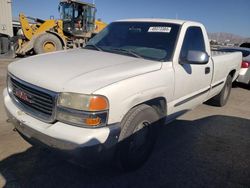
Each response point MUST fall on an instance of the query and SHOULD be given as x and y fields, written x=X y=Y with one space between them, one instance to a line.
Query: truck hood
x=80 y=71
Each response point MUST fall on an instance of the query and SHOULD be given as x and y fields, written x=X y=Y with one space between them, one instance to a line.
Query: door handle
x=207 y=70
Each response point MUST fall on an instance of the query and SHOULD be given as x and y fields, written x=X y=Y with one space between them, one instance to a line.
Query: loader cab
x=78 y=18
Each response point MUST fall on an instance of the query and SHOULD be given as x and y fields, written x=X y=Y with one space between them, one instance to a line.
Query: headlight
x=82 y=110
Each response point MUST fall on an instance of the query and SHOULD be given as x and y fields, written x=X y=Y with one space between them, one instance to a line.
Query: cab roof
x=78 y=2
x=173 y=21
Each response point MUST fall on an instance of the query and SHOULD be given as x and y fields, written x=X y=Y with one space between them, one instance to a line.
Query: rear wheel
x=47 y=43
x=137 y=138
x=222 y=98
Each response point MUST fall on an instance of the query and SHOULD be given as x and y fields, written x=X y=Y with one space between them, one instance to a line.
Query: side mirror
x=196 y=57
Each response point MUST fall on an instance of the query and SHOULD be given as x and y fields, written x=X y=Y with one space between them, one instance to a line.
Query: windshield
x=149 y=40
x=67 y=11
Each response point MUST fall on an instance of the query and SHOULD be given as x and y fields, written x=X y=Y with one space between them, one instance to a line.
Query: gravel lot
x=207 y=147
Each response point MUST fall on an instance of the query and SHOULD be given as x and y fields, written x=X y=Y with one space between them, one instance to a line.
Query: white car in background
x=244 y=74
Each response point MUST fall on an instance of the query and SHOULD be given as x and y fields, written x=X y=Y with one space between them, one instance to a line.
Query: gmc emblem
x=22 y=95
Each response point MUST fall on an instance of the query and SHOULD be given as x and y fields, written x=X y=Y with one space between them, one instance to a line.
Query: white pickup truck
x=113 y=93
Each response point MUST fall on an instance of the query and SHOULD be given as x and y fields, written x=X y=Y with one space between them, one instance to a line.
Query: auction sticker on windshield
x=160 y=29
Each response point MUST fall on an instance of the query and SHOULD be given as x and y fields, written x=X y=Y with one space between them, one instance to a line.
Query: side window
x=193 y=40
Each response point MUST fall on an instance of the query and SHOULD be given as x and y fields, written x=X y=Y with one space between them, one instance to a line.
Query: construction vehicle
x=76 y=26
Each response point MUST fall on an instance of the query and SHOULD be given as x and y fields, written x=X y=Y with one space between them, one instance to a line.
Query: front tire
x=138 y=136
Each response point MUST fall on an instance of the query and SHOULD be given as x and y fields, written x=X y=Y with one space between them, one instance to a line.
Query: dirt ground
x=207 y=147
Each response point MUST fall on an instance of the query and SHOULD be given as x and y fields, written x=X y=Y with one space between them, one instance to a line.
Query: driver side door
x=192 y=81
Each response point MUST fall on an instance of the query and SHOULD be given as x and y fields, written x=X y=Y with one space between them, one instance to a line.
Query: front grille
x=38 y=102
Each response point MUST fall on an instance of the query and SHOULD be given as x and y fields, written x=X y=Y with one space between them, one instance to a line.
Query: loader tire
x=47 y=43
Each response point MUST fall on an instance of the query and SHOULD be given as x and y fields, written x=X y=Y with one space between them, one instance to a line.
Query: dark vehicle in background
x=244 y=75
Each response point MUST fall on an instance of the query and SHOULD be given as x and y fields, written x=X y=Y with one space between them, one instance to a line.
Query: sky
x=231 y=16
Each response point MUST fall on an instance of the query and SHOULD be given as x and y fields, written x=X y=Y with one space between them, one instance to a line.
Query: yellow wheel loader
x=76 y=26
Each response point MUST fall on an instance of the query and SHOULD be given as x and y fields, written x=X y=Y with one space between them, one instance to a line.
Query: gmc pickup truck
x=114 y=93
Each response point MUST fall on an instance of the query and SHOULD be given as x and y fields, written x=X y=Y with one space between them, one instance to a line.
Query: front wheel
x=47 y=43
x=137 y=138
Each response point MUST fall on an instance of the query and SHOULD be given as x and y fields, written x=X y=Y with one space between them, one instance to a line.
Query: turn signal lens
x=245 y=64
x=98 y=103
x=83 y=102
x=92 y=121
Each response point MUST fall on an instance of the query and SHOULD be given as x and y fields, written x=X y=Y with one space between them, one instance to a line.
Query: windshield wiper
x=127 y=52
x=94 y=46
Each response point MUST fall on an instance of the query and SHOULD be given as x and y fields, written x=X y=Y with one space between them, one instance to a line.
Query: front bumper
x=78 y=141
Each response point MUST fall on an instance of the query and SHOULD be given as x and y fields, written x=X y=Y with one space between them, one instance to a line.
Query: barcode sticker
x=160 y=29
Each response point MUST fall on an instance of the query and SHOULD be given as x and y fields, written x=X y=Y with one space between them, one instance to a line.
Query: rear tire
x=47 y=43
x=222 y=98
x=138 y=136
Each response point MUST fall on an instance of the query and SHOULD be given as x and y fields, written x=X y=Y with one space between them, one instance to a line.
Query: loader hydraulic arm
x=27 y=29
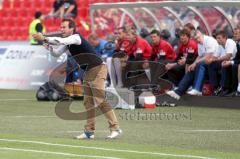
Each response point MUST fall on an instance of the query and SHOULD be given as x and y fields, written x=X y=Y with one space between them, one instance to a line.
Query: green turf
x=22 y=118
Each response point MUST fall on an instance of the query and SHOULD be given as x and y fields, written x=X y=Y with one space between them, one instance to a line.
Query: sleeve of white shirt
x=72 y=39
x=230 y=47
x=58 y=51
x=211 y=46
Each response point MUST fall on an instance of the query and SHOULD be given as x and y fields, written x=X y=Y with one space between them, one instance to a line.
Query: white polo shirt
x=229 y=48
x=210 y=45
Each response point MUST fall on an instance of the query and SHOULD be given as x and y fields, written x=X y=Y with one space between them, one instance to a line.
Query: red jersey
x=190 y=51
x=140 y=46
x=163 y=51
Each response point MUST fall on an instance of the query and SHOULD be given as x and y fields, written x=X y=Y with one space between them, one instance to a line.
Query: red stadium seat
x=17 y=3
x=48 y=3
x=6 y=3
x=28 y=4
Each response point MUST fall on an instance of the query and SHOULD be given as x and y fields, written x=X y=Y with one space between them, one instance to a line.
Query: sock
x=147 y=71
x=238 y=87
x=111 y=71
x=118 y=68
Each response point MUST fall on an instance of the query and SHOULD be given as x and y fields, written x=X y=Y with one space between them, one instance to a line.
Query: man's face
x=221 y=40
x=236 y=34
x=65 y=30
x=120 y=34
x=155 y=39
x=130 y=37
x=199 y=37
x=184 y=39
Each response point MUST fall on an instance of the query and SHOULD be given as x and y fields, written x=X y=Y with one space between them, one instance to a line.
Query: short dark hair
x=154 y=31
x=38 y=14
x=185 y=32
x=189 y=26
x=222 y=33
x=71 y=23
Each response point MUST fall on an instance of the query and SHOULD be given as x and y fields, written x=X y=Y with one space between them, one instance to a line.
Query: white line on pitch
x=32 y=116
x=55 y=153
x=2 y=100
x=106 y=149
x=209 y=130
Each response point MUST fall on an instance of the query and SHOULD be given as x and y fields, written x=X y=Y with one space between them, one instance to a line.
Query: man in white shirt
x=228 y=50
x=208 y=48
x=94 y=79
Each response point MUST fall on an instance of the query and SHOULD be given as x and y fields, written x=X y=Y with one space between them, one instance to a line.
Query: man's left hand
x=38 y=37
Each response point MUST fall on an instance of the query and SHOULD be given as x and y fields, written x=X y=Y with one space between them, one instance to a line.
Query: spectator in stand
x=138 y=50
x=189 y=47
x=69 y=9
x=190 y=18
x=97 y=43
x=190 y=27
x=120 y=57
x=166 y=35
x=162 y=51
x=234 y=73
x=144 y=33
x=208 y=48
x=36 y=26
x=55 y=12
x=228 y=50
x=176 y=68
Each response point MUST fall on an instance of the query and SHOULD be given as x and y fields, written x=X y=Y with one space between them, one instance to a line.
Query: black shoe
x=217 y=91
x=237 y=94
x=224 y=93
x=231 y=94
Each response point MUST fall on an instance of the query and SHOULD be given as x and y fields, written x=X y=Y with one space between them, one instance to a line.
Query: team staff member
x=138 y=48
x=95 y=76
x=161 y=50
x=36 y=26
x=228 y=52
x=234 y=72
x=187 y=53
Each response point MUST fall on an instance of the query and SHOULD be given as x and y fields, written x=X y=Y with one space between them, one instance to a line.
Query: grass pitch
x=31 y=129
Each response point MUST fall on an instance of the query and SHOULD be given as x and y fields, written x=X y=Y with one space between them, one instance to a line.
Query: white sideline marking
x=106 y=149
x=55 y=153
x=33 y=116
x=2 y=100
x=210 y=130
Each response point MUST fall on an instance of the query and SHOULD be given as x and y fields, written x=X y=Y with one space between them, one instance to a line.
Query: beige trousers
x=94 y=96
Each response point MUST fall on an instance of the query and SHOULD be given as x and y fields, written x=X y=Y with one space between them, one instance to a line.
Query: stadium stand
x=16 y=15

• • • • •

▶ Exercise requirements
Pull out every line above that contains the word "vehicle".

▶ Solution to the exercise
Query: construction vehicle
Query: dark vehicle in background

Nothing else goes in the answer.